• **OBJECTIVE A**
Print, word for word, the part of the Columbus Day letter that opens with the words containing "Brian Lehrer, a" and closes with "Italian Heritage Month.".

• **PASSAGE GIVEN**

------------------------------

Let’s Not Lose Our Heads

Dear Friends,

Brian Lehrer, a popular radio and podcast host on WNYC in New York City, presented a special segment on Columbus Day, 2023, featuring a decapitated Columbus statue and these words:  “The second Monday in October is now known in New York City as Italian Heritage Day/Indigenous Peoples’ Day. Teachers call in to talk about how they have changed their lesson plans over the years since celebrating Christopher Columbus has fallen out of favor.”  The show included a reading from the work of discredited author Howard Zinn. We wrote to Mr. Lehrer, copied below, asking for equal time. We sincerely hope he will say, “Yes!” After all, October is Italian Heritage Month.

Dear Mr Lehrer,

As a longtime host for WNYC with a reputation for integrity and fairness, your treatment of the October 9th holiday, I am sorry to say, was lacking in balance and the program’s customary standards for thorough reporting.  

New York State celebrates and observes Columbus Day on the second Monday of October as a legal holiday. Congress followed New York’s example and enshrined into law the celebration as a federal holiday. Hundreds of thousands gather in Manhattan to cheer a colorful and joyous national parade with roots back to 1892. Dozens of communities in WNYC’s listening area convene their own public parades, memorial tributes and celebrations as do cities, villages and communities across the nation. We know WABC-TV’s three-hour popular presentation captures upwards of a million or more viewers live and nationwide on social media.

------------------------------

• **OBJECTIVE B**
Add 139 to every number in the point coordinates, then write out the entries below again, requests included, from the line containing "Could you point out the man's hand" through the end of the entries. Leave the pictures out.

------------------------------

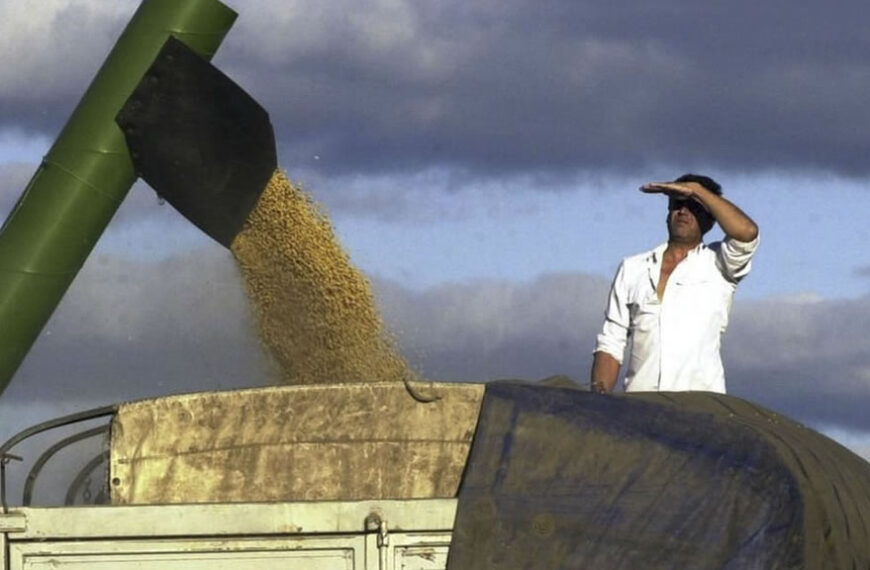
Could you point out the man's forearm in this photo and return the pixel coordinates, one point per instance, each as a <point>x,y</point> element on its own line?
<point>605,372</point>
<point>733,221</point>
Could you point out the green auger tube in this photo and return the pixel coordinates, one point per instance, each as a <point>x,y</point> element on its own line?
<point>86,174</point>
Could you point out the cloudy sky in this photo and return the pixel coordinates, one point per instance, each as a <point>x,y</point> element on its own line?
<point>480,162</point>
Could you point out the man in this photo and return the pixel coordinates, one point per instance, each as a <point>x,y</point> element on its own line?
<point>673,301</point>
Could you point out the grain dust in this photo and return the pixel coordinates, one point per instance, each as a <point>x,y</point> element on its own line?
<point>315,311</point>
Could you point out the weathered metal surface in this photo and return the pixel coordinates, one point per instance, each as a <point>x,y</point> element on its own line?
<point>321,442</point>
<point>292,536</point>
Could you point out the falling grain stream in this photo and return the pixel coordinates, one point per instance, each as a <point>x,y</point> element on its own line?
<point>315,311</point>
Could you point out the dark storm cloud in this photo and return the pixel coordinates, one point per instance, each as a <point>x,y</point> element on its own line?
<point>501,87</point>
<point>511,86</point>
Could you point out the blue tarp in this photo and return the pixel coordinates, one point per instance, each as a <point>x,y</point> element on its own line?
<point>563,478</point>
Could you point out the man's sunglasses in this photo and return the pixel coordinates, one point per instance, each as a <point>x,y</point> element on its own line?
<point>691,205</point>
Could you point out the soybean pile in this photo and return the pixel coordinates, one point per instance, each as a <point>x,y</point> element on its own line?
<point>315,311</point>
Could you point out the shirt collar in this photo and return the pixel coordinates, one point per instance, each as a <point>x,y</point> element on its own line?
<point>655,256</point>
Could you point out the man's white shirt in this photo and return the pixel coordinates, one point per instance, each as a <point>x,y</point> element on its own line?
<point>675,340</point>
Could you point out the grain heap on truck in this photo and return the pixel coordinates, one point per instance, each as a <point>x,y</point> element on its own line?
<point>357,463</point>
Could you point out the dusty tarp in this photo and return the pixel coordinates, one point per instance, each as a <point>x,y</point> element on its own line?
<point>563,478</point>
<point>318,442</point>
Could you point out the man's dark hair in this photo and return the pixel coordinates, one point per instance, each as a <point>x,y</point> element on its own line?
<point>704,181</point>
<point>705,220</point>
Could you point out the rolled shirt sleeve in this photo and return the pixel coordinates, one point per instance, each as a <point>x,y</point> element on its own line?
<point>614,333</point>
<point>734,257</point>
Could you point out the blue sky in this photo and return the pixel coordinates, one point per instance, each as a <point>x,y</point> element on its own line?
<point>487,186</point>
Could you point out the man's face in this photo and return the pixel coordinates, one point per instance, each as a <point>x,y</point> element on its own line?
<point>683,221</point>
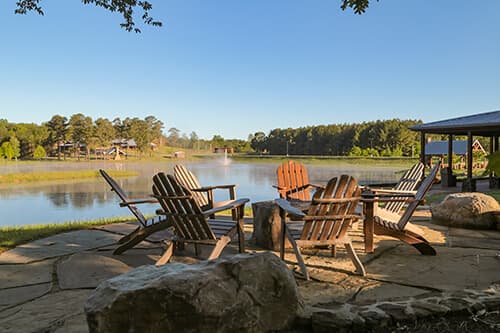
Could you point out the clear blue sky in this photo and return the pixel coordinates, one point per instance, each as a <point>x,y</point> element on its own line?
<point>235,67</point>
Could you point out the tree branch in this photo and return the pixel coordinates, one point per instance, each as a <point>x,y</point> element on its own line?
<point>125,7</point>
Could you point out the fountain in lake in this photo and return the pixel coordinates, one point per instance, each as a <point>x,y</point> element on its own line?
<point>226,161</point>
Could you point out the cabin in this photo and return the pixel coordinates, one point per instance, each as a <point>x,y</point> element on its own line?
<point>439,148</point>
<point>223,150</point>
<point>124,143</point>
<point>179,154</point>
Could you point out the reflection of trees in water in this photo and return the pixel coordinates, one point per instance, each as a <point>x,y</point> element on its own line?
<point>58,199</point>
<point>82,199</point>
<point>254,180</point>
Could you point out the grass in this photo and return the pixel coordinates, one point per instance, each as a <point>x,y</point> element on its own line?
<point>13,178</point>
<point>11,237</point>
<point>438,197</point>
<point>378,161</point>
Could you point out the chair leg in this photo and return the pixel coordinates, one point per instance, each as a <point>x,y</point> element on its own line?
<point>241,236</point>
<point>219,246</point>
<point>410,238</point>
<point>298,255</point>
<point>282,234</point>
<point>139,235</point>
<point>360,269</point>
<point>166,255</point>
<point>126,238</point>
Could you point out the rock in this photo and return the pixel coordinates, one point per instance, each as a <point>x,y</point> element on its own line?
<point>244,293</point>
<point>87,270</point>
<point>44,314</point>
<point>469,210</point>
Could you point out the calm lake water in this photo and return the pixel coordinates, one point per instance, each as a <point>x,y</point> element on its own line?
<point>92,199</point>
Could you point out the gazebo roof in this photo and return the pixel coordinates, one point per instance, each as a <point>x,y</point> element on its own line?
<point>482,124</point>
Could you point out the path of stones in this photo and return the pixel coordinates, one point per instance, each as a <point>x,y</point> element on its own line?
<point>44,284</point>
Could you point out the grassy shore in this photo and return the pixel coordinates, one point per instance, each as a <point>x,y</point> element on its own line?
<point>11,237</point>
<point>14,178</point>
<point>378,161</point>
<point>438,197</point>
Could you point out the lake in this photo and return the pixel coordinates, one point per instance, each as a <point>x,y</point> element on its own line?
<point>77,200</point>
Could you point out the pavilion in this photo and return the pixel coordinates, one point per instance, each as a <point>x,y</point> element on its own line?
<point>482,124</point>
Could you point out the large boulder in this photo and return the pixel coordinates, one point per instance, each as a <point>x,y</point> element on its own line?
<point>245,293</point>
<point>467,210</point>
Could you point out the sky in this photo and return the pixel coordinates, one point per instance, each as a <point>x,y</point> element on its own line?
<point>235,67</point>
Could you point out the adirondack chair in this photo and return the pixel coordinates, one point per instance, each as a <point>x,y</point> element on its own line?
<point>293,182</point>
<point>406,185</point>
<point>204,195</point>
<point>191,223</point>
<point>326,222</point>
<point>398,226</point>
<point>146,226</point>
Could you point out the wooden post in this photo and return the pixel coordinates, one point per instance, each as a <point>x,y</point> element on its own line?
<point>469,156</point>
<point>422,147</point>
<point>450,154</point>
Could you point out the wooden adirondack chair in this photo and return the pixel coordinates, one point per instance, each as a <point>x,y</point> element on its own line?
<point>398,226</point>
<point>146,226</point>
<point>293,182</point>
<point>406,185</point>
<point>331,212</point>
<point>191,223</point>
<point>202,194</point>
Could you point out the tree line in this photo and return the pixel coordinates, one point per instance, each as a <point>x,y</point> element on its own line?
<point>81,132</point>
<point>375,138</point>
<point>29,140</point>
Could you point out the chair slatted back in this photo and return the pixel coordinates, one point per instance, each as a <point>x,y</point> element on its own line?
<point>292,176</point>
<point>180,204</point>
<point>124,197</point>
<point>330,220</point>
<point>187,179</point>
<point>422,191</point>
<point>408,182</point>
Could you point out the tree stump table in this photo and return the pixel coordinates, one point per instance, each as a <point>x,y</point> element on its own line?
<point>267,223</point>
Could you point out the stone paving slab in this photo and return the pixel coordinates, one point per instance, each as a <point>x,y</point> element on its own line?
<point>128,227</point>
<point>45,313</point>
<point>87,270</point>
<point>77,324</point>
<point>135,257</point>
<point>475,242</point>
<point>451,269</point>
<point>470,233</point>
<point>22,275</point>
<point>58,245</point>
<point>14,296</point>
<point>383,291</point>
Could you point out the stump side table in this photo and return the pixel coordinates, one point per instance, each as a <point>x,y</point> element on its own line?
<point>267,225</point>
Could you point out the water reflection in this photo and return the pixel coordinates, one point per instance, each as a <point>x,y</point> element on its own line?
<point>91,199</point>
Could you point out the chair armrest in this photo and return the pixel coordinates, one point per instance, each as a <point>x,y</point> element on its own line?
<point>172,197</point>
<point>286,206</point>
<point>391,199</point>
<point>214,187</point>
<point>232,205</point>
<point>390,191</point>
<point>137,201</point>
<point>336,200</point>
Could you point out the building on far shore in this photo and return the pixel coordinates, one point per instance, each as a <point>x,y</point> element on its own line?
<point>439,148</point>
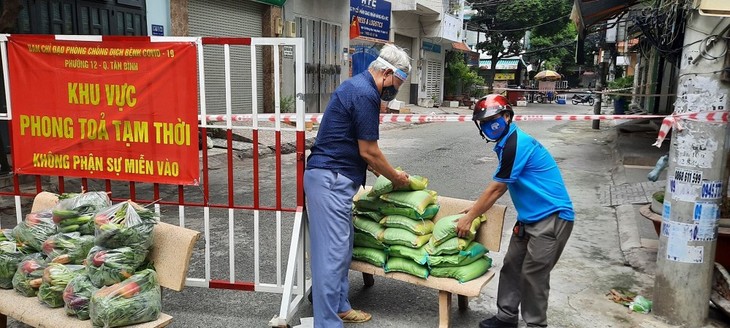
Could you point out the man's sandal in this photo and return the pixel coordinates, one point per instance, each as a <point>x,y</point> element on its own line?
<point>355,316</point>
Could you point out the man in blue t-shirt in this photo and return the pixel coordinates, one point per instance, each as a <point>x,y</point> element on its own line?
<point>346,145</point>
<point>544,215</point>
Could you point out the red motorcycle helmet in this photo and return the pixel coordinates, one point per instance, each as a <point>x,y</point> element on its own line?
<point>491,105</point>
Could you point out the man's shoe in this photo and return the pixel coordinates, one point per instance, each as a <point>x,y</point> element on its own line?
<point>494,322</point>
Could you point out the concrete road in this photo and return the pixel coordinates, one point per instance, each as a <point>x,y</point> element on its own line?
<point>459,164</point>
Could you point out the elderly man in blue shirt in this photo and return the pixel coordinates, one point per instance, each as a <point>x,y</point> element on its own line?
<point>544,215</point>
<point>346,145</point>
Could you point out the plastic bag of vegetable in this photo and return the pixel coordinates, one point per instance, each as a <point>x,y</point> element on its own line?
<point>125,225</point>
<point>110,266</point>
<point>10,257</point>
<point>33,231</point>
<point>131,301</point>
<point>74,212</point>
<point>55,278</point>
<point>68,248</point>
<point>6,235</point>
<point>28,277</point>
<point>77,295</point>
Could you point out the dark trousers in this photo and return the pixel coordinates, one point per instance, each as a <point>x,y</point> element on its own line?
<point>525,276</point>
<point>4,165</point>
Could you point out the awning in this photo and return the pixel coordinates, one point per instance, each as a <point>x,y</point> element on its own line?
<point>587,13</point>
<point>505,64</point>
<point>461,46</point>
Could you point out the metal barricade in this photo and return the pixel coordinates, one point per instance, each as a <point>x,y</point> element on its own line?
<point>261,196</point>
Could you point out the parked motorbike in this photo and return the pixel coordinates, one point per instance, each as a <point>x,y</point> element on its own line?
<point>583,98</point>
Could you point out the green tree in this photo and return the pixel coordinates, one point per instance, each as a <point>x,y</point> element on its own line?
<point>552,41</point>
<point>460,79</point>
<point>504,24</point>
<point>555,50</point>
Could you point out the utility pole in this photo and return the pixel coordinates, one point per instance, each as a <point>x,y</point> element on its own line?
<point>696,179</point>
<point>599,99</point>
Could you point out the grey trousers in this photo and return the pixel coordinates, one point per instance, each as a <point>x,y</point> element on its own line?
<point>525,276</point>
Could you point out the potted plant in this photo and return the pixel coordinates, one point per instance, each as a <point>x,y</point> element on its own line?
<point>621,85</point>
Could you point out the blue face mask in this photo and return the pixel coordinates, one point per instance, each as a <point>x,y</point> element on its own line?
<point>494,129</point>
<point>388,93</point>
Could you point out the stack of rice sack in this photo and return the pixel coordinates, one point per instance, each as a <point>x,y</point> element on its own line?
<point>87,256</point>
<point>394,230</point>
<point>393,226</point>
<point>452,257</point>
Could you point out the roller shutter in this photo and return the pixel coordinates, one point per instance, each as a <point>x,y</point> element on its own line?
<point>232,19</point>
<point>404,93</point>
<point>434,78</point>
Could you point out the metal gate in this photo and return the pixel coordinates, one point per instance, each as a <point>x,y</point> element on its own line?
<point>321,57</point>
<point>262,198</point>
<point>434,78</point>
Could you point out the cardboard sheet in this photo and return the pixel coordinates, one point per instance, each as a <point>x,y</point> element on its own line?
<point>30,311</point>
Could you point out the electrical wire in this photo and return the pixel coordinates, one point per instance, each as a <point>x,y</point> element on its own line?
<point>523,28</point>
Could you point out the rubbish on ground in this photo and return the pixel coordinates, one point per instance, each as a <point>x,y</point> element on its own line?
<point>640,304</point>
<point>621,296</point>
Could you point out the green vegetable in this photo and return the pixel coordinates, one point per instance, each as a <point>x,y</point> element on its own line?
<point>77,295</point>
<point>76,210</point>
<point>109,266</point>
<point>68,247</point>
<point>8,265</point>
<point>55,278</point>
<point>27,278</point>
<point>136,300</point>
<point>33,231</point>
<point>125,225</point>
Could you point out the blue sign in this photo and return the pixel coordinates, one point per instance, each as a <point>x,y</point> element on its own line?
<point>432,47</point>
<point>362,57</point>
<point>158,30</point>
<point>374,18</point>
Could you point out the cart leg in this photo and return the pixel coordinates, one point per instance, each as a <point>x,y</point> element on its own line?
<point>444,308</point>
<point>368,279</point>
<point>463,303</point>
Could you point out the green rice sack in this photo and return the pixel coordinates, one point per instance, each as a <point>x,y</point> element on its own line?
<point>418,255</point>
<point>445,228</point>
<point>449,247</point>
<point>369,227</point>
<point>464,273</point>
<point>472,253</point>
<point>366,240</point>
<point>392,209</point>
<point>383,185</point>
<point>372,215</point>
<point>373,256</point>
<point>398,264</point>
<point>397,236</point>
<point>418,227</point>
<point>366,203</point>
<point>417,200</point>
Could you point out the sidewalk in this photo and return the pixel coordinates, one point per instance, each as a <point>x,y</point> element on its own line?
<point>632,190</point>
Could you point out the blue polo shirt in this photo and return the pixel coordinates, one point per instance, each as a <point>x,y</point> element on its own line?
<point>532,177</point>
<point>353,113</point>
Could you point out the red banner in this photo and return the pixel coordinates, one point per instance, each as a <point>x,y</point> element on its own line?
<point>123,109</point>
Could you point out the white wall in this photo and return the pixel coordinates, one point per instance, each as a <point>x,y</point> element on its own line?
<point>158,13</point>
<point>335,12</point>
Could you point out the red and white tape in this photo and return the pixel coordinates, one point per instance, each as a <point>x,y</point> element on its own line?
<point>669,122</point>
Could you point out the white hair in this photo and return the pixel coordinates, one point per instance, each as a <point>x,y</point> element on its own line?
<point>394,55</point>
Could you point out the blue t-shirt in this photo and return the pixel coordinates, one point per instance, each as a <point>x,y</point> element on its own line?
<point>532,177</point>
<point>353,113</point>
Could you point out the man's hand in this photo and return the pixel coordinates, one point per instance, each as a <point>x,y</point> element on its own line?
<point>463,226</point>
<point>401,180</point>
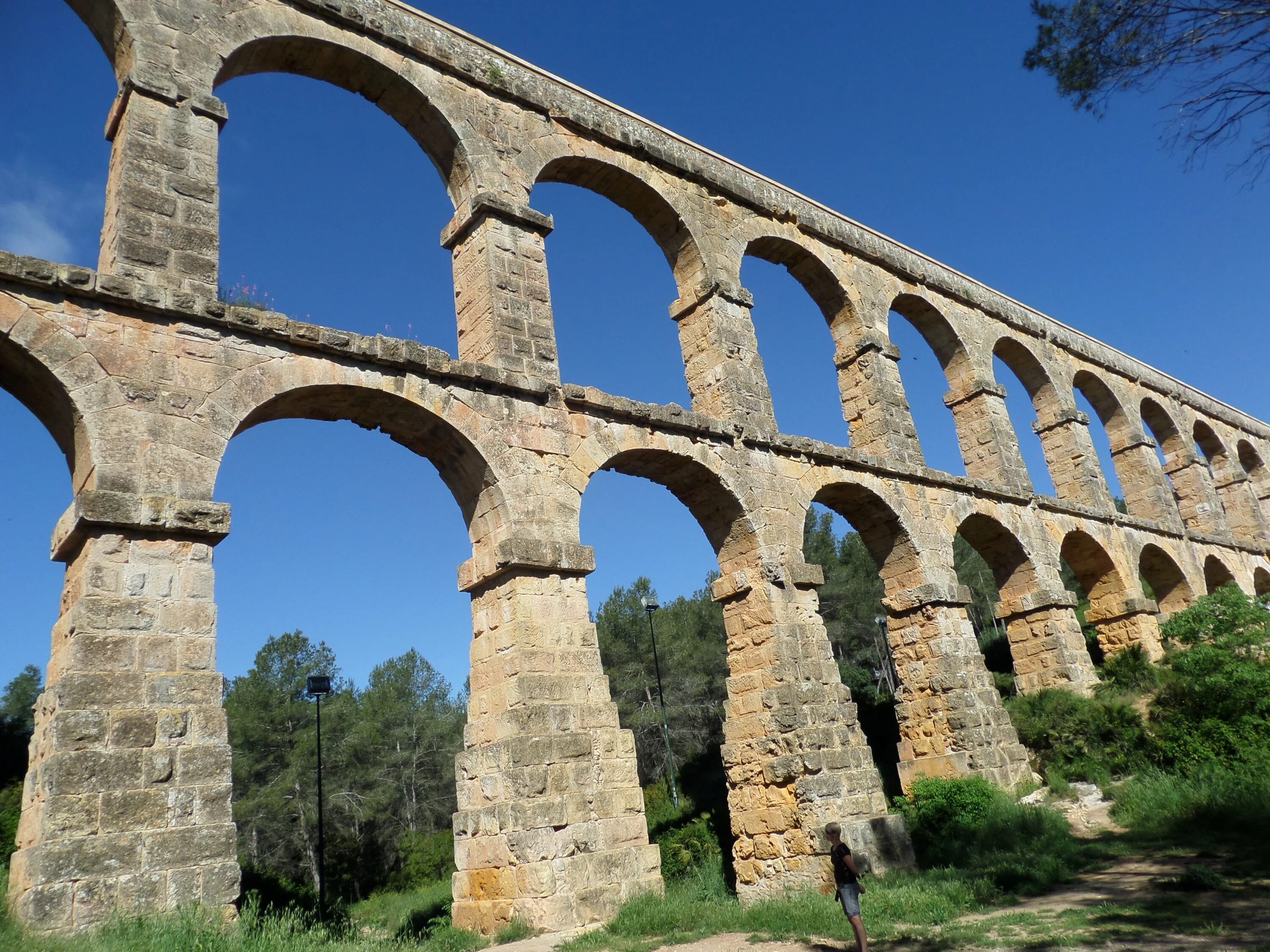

------------------------------

• **TASK ANSWER A**
Brian Lehrer, a popular radio and podcast host on WNYC in New York City, presented a special segment on Columbus Day, 2023, featuring a decapitated Columbus statue and these words:  “The second Monday in October is now known in New York City as Italian Heritage Day/Indigenous Peoples’ Day. Teachers call in to talk about how they have changed their lesson plans over the years since celebrating Christopher Columbus has fallen out of favor.”  The show included a reading from the work of discredited author Howard Zinn. We wrote to Mr. Lehrer, copied below, asking for equal time. We sincerely hope he will say, “Yes!” After all, October is Italian Heritage Month.

• **TASK ANSWER B**
Could you point out the man's hand in this photo and return the pixel coordinates, one point per instance, each as a <point>x,y</point> element on its own line?
<point>602,365</point>
<point>540,319</point>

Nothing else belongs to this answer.